• [Goal of the exercise]: Copy every line of the data exactly, keeping out any picture.

---+---

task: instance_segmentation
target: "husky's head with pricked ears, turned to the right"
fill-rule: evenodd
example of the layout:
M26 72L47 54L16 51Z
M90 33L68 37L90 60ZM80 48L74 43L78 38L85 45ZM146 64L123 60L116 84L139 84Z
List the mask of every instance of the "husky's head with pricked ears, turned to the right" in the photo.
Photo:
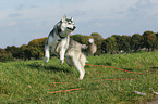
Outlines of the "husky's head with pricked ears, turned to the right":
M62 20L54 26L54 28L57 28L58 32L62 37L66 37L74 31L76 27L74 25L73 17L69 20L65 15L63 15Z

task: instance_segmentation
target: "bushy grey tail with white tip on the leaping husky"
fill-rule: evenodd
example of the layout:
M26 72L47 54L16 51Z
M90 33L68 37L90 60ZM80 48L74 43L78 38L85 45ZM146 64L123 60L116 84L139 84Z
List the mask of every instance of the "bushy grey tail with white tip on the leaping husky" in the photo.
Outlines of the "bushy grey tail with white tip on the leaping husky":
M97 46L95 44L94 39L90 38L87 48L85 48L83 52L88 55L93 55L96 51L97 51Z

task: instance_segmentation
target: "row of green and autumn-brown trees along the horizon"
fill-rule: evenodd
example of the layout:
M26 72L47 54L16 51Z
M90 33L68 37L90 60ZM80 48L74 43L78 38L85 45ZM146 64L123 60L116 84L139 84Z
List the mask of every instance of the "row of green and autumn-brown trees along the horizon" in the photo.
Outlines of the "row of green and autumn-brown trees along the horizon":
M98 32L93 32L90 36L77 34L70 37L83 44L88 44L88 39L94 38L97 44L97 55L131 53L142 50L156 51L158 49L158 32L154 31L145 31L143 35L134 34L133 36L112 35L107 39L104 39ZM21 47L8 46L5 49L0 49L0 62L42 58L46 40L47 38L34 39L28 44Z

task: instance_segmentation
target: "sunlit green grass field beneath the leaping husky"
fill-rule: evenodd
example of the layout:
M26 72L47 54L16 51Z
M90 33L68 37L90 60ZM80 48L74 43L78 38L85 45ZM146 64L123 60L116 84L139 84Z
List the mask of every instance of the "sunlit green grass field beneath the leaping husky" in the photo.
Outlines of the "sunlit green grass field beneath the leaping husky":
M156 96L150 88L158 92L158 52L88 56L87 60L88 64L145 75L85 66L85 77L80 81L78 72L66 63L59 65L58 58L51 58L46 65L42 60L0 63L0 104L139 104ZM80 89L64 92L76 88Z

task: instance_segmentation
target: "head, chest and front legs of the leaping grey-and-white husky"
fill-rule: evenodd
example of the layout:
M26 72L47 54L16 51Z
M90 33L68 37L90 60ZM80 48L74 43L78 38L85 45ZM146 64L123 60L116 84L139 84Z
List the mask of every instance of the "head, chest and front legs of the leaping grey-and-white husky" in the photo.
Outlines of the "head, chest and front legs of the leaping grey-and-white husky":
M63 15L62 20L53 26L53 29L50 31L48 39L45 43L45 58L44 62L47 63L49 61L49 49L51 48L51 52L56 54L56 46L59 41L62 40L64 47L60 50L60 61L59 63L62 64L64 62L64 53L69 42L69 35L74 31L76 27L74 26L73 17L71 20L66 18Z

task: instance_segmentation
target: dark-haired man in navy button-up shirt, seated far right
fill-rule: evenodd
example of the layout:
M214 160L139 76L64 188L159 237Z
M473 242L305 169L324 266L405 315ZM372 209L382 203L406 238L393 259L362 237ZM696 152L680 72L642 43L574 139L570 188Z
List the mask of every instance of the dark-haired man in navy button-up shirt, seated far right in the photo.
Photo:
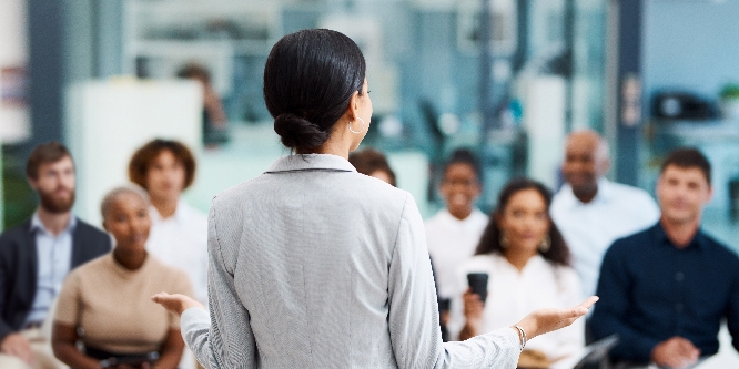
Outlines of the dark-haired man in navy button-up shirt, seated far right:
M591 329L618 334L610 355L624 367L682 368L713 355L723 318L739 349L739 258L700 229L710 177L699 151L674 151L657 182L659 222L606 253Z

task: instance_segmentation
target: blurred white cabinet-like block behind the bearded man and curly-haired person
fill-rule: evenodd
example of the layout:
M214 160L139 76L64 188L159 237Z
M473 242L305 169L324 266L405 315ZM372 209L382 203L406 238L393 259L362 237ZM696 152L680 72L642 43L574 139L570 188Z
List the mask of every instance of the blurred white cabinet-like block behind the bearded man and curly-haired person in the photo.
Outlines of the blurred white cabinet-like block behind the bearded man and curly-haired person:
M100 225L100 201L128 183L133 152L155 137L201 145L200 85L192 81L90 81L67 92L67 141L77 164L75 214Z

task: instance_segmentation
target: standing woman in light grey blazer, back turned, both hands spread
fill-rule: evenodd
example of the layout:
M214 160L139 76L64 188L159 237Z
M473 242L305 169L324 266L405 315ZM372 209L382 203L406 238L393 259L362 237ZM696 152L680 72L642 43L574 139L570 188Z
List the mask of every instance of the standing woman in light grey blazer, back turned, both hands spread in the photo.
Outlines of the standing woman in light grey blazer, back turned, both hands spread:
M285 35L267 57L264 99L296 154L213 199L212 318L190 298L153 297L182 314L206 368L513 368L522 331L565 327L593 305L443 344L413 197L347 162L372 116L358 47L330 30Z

---+---

• [Written answer]:
task: instance_segmentation
target: "husky's head with pricked ears, turned to the right"
fill-rule: evenodd
example of the layout:
M26 72L47 54L16 51Z
M90 33L68 37L90 60ZM80 48L74 43L78 38L85 45ZM146 64L123 60L116 84L139 84Z
List the mask of every instance of the "husky's head with pricked ears, turned to the right" in the photo.
Photo:
Outlines of the "husky's head with pricked ears, turned to the right":
M62 20L54 26L54 28L57 28L58 32L62 37L66 37L74 31L76 27L74 25L73 17L69 20L65 15L63 15Z

task: instance_segmentation
target: "bushy grey tail with white tip on the leaping husky"
fill-rule: evenodd
example of the layout:
M26 72L47 54L16 51Z
M90 33L68 37L90 60ZM80 48L74 43L78 38L85 45ZM146 64L123 60L116 84L139 84Z
List the mask of every instance of the "bushy grey tail with white tip on the leaping husky" in the photo.
Outlines of the "bushy grey tail with white tip on the leaping husky":
M97 46L95 44L94 39L90 38L87 48L85 48L83 52L88 55L93 55L96 51L97 51Z

task: instance_segmentation
target: "row of green and autumn-brown trees along the horizon"
fill-rule: evenodd
example of the layout:
M26 72L47 54L16 51Z
M90 33L68 37L90 60ZM80 48L74 43L78 38L85 45ZM146 64L123 60L116 84L139 84Z
List the mask of every instance of the "row of green and autumn-brown trees along the horizon" in the photo.
Outlines of the "row of green and autumn-brown trees along the horizon":
M98 32L93 32L90 36L77 34L70 37L83 44L88 44L88 39L94 38L97 44L97 55L131 53L142 50L156 51L158 49L158 32L154 31L145 31L143 35L134 34L133 36L112 35L107 39L104 39ZM21 47L8 46L5 49L0 49L0 62L42 58L46 40L47 38L34 39L28 44Z

task: instance_segmentation
target: "sunlit green grass field beneath the leaping husky"
fill-rule: evenodd
example of the layout:
M26 72L47 54L16 51Z
M90 33L68 37L90 60ZM80 48L74 43L78 38L85 45ZM146 64L123 60L116 84L139 84Z
List the mask of every instance of the "sunlit green grass field beneath the leaping husky" in the photo.
Outlines of the "sunlit green grass field beneath the leaping husky":
M156 96L150 88L158 92L158 52L88 56L87 60L88 64L145 75L85 66L85 77L80 81L78 72L66 63L59 65L58 58L51 58L46 65L42 60L0 63L0 104L139 104ZM80 89L64 92L76 88Z

task: instance_segmentation
target: "head, chest and front legs of the leaping grey-and-white husky"
fill-rule: evenodd
example of the layout:
M26 72L47 54L16 51Z
M90 33L68 37L90 60ZM80 48L74 43L78 38L85 45ZM146 64L123 60L116 84L139 84Z
List the mask of every instance of the "head, chest and front legs of the leaping grey-and-white husky" in the photo.
Outlines of the "head, chest and front legs of the leaping grey-and-white husky":
M63 15L62 20L53 26L53 29L50 31L48 39L45 43L45 58L44 62L47 63L49 61L49 49L51 48L51 52L56 54L56 46L59 41L62 40L64 47L60 50L60 61L59 63L62 64L64 62L64 53L69 42L69 35L74 31L76 27L74 26L73 17L71 20L66 18Z

task: instance_segmentation
target: dark-haired man in navy button-up shirt, seated far right
fill-rule: evenodd
example of the layout:
M214 160L139 76L64 188L159 237Z
M473 242L305 169L324 266L405 315ZM372 209L382 203L406 238L393 259L362 237ZM696 152L680 72L642 43L574 139L570 188Z
List the mask of every instance of the dark-haired man in navy button-up shirt, seated far right in the photo.
Photo:
Outlines of the dark-haired man in navy button-up shirt, seated far right:
M591 329L618 334L610 355L624 367L682 368L713 355L723 318L739 349L739 258L700 229L710 177L699 151L674 151L657 182L659 222L606 253Z

task: instance_segmentation
target: blurred white cabinet-like block behind the bearded man and curly-haired person
fill-rule: evenodd
example of the layout:
M214 160L139 76L64 188L159 237Z
M473 242L305 169L324 266L405 315ZM372 209L382 203L406 238L393 259L362 237ZM696 152L680 72L642 43L574 139L570 188Z
List the mask of every instance of the blurred white cabinet-like block behind the bearded man and curly-haired person in the photo.
Outlines of the blurred white cabinet-like block behind the bearded man and curly-haired person:
M100 225L100 201L128 183L133 152L155 137L201 145L200 85L192 81L90 81L67 92L67 141L77 164L75 214Z

task: instance_segmentation
target: standing woman in light grey blazer, back turned, both hands spread
fill-rule: evenodd
example of the layout:
M214 160L139 76L64 188L159 237Z
M473 242L305 169L324 266L405 315ZM372 209L382 203L406 238L393 259L362 237ZM696 152L680 72L642 43L574 139L570 188Z
List the mask of every instance of the standing woman in light grey blazer, back turned, both hands spread in the photo.
Outlines of the standing woman in light grey blazer, back turned, both hands spread:
M285 35L267 57L264 99L296 154L213 199L212 318L190 298L153 297L182 314L206 368L513 368L522 331L565 327L593 305L443 344L413 197L347 162L372 116L358 47L330 30Z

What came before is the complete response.